Your goal — Show every line of the records below that contains the string "judo". Case counts.

[Extracted data entries]

* * * * * * *

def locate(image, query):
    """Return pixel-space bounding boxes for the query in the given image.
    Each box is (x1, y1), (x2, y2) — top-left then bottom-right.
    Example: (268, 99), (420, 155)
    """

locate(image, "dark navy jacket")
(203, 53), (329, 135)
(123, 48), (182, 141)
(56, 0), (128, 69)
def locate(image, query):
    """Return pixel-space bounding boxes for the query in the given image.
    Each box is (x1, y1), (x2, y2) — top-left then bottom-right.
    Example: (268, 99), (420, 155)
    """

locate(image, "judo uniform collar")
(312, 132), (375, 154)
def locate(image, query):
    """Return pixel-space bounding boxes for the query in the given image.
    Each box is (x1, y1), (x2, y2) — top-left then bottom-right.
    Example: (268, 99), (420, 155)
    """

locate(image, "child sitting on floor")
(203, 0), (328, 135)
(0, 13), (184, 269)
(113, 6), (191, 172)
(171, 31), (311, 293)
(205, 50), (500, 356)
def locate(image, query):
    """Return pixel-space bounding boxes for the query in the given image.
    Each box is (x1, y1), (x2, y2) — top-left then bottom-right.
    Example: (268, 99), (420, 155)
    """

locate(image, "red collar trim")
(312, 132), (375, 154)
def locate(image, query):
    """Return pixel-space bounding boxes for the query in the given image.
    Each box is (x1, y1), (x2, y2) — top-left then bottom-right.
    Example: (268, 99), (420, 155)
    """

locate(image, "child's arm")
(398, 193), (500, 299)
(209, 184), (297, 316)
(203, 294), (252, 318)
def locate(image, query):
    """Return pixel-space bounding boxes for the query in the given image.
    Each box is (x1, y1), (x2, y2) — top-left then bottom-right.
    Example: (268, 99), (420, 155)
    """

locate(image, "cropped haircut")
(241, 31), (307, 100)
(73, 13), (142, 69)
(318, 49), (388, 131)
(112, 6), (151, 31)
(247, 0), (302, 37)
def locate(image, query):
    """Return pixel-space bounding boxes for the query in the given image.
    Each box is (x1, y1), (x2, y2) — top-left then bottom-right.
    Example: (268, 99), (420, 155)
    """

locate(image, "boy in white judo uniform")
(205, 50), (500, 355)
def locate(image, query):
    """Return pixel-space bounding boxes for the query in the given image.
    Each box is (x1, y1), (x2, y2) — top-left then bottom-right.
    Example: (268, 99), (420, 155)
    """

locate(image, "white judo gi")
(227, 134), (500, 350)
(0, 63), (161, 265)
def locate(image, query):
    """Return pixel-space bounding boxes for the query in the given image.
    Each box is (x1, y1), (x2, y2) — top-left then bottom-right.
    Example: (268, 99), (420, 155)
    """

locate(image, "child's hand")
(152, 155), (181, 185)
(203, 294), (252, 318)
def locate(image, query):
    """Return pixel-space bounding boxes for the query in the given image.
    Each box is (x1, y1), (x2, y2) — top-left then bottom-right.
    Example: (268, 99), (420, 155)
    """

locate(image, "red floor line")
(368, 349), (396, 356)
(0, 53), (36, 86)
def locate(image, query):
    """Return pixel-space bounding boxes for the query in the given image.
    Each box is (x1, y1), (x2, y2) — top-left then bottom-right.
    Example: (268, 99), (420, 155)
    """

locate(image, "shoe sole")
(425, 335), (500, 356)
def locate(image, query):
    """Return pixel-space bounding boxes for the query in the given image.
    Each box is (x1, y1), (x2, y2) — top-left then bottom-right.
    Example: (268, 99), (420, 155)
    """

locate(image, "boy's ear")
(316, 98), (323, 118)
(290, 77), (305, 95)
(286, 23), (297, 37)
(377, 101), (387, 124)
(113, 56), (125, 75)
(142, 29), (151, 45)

* * * * * * *

Response below —
locate(image, "judo uniform collar")
locate(image, "boy in white judo uniform")
locate(image, "white judo gi")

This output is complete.